Box-labeled dataset items:

— Begin —

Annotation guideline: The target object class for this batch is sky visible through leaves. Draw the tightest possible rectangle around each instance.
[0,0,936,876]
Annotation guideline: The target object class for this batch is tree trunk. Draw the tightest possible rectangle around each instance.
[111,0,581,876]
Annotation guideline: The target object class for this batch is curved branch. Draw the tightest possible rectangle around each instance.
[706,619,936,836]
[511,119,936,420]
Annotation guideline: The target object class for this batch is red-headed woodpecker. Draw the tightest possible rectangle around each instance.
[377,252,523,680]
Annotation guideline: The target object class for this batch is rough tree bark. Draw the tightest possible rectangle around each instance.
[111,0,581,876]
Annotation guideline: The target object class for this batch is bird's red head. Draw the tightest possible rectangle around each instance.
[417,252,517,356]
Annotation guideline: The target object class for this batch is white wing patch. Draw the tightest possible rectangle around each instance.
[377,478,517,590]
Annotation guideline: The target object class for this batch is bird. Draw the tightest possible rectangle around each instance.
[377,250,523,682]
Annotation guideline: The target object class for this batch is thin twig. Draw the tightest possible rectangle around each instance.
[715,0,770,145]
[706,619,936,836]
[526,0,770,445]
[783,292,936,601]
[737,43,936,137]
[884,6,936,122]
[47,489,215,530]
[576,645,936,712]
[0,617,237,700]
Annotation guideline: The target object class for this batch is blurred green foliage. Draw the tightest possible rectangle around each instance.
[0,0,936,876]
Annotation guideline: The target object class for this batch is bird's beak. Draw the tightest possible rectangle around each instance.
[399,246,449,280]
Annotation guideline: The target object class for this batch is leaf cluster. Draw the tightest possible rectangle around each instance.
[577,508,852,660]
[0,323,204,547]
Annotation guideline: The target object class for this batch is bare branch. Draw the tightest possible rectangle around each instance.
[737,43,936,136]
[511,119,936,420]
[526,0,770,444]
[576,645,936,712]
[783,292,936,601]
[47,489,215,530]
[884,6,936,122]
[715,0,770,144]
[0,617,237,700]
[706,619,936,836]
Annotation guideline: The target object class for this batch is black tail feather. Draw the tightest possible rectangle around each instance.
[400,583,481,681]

— End —

TASK DIRECTIONS. Please express as a numbered list the lines from the one containing "batch is bird." up to and including the one containing "[377,250,523,682]", with blank lines left out.

RESPONSE.
1. Annotation guideline: The target object class for this batch is bird. Draw the tightest possible rectangle around each instance.
2. [377,250,523,682]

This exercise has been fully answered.